Every line containing the string "hood" should be returned from the records.
########################################
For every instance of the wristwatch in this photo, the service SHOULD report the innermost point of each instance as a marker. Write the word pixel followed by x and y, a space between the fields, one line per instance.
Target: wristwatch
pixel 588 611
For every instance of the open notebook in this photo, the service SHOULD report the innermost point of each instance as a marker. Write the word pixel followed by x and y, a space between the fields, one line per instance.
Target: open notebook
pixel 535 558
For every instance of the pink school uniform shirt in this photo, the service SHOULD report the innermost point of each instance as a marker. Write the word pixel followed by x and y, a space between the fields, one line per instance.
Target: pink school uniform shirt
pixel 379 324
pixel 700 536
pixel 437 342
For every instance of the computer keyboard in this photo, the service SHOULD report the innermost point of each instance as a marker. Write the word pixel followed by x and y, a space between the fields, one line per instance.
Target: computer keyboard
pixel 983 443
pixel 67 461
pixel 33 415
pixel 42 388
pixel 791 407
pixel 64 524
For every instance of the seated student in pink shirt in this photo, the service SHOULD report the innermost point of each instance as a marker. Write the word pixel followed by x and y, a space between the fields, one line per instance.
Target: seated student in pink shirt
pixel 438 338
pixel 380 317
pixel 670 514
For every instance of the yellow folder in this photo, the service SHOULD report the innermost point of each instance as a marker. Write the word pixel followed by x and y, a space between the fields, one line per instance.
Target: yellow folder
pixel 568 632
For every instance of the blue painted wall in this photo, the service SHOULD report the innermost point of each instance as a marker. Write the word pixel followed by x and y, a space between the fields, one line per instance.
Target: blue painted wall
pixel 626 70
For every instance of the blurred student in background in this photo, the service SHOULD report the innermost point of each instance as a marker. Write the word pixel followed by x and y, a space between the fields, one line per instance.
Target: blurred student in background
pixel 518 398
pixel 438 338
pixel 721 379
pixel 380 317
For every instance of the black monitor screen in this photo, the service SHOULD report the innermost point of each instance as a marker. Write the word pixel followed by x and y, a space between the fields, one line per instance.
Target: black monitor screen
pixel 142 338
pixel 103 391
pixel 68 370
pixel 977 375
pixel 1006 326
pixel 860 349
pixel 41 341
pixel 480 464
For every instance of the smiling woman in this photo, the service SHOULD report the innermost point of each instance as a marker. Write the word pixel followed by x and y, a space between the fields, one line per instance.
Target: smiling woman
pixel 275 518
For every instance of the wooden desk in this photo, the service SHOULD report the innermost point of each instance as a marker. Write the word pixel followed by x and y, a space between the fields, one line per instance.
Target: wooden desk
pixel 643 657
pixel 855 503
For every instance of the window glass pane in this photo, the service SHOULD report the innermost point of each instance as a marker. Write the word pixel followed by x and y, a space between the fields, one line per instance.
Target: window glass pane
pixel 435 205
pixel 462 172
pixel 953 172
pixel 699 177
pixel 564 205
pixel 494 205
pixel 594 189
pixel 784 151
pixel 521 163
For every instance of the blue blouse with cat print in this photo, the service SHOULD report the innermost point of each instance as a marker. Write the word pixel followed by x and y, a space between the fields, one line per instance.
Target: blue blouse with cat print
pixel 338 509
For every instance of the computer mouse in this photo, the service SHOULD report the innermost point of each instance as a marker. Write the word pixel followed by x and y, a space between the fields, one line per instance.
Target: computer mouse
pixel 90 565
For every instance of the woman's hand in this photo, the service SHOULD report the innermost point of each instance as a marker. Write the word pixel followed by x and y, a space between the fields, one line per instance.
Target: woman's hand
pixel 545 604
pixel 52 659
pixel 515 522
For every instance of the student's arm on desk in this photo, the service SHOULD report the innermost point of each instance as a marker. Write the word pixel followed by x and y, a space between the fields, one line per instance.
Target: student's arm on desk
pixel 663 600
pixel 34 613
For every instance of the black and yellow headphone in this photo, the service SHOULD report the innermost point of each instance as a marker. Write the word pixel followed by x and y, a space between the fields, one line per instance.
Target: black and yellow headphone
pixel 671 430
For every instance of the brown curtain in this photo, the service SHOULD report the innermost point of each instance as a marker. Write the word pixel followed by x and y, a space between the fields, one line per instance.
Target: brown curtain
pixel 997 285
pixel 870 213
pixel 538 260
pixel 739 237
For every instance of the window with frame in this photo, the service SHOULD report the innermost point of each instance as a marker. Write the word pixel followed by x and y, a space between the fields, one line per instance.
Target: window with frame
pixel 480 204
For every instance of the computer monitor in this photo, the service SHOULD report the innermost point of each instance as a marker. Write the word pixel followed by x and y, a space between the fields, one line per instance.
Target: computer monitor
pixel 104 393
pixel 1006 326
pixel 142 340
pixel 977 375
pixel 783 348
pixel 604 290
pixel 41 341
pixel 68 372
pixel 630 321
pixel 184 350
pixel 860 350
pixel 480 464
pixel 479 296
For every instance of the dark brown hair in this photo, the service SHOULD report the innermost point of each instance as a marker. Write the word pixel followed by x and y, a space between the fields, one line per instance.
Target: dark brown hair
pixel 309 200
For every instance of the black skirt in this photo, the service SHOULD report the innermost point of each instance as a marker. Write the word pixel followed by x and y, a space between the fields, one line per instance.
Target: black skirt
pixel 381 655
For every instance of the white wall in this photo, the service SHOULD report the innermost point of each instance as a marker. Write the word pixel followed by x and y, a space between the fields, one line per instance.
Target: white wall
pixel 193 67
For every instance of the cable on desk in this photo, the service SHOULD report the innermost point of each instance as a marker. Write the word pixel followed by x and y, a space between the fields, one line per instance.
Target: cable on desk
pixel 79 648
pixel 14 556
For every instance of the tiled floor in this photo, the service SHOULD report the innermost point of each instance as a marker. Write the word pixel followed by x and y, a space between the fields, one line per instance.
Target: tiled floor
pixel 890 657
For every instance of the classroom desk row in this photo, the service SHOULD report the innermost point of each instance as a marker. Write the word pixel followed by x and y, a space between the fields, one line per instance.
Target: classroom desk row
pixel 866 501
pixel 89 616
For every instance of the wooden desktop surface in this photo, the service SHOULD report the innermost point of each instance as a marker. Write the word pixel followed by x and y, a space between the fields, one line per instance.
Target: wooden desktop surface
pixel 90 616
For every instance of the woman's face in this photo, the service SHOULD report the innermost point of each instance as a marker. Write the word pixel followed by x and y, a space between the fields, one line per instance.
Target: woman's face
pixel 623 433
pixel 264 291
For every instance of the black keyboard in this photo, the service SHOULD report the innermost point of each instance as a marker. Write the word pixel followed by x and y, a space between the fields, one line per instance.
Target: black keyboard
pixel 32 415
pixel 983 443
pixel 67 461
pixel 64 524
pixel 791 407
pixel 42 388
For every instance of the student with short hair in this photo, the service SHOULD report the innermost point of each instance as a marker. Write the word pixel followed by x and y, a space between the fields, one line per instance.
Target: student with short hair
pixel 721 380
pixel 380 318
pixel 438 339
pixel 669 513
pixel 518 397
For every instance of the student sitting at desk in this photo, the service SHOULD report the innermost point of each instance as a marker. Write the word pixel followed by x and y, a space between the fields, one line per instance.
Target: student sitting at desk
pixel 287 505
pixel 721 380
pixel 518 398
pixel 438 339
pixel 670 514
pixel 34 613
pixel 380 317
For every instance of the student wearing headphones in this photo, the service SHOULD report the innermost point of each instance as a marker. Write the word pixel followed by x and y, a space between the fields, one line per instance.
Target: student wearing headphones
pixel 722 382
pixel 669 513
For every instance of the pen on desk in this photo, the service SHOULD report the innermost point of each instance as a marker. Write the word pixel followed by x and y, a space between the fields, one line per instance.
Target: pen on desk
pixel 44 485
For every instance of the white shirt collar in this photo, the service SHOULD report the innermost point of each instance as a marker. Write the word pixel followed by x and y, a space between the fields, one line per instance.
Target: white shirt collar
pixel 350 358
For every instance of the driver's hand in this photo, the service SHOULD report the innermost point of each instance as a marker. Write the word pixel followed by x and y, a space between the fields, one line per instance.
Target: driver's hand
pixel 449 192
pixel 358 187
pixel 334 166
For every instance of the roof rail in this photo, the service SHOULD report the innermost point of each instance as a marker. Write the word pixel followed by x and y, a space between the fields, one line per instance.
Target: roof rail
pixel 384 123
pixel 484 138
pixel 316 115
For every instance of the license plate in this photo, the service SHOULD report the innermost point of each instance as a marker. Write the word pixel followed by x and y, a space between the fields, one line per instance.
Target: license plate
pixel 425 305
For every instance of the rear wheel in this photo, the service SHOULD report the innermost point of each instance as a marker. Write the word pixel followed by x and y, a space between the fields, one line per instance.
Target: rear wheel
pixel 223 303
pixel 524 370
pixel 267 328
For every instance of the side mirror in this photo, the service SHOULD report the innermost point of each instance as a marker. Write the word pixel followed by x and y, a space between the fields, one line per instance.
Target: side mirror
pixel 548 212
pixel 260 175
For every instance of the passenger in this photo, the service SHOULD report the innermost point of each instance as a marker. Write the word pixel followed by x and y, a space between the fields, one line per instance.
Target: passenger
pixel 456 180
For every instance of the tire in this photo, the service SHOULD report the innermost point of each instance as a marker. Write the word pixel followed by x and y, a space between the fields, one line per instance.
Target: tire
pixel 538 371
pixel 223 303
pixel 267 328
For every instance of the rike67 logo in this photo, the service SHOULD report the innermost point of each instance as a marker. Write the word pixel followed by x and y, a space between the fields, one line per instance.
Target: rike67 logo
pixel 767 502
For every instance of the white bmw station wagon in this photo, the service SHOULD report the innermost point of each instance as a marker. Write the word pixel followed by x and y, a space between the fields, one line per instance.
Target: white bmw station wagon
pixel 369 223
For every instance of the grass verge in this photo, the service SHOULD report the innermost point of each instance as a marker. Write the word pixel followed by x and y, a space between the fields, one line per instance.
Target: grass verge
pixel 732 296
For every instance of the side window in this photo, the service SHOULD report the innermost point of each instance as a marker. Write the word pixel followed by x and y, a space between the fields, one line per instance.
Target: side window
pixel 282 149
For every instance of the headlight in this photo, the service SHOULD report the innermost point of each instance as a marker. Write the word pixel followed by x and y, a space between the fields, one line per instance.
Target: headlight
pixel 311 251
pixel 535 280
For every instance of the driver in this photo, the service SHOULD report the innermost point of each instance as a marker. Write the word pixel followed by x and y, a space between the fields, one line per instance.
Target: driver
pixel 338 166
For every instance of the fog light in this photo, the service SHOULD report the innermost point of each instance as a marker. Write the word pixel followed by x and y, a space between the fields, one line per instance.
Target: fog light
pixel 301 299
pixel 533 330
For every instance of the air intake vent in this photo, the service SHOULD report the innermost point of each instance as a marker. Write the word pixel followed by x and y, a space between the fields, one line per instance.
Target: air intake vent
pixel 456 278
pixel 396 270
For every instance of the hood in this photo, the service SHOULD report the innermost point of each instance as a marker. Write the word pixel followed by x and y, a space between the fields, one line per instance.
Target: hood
########################################
■ **Answer to this task**
For every instance of the hood in this photo, the service SHOULD report the innermost point of each instance as a marker. Write the word pixel followed by x and y, a space between the fields, one line per instance.
Target: hood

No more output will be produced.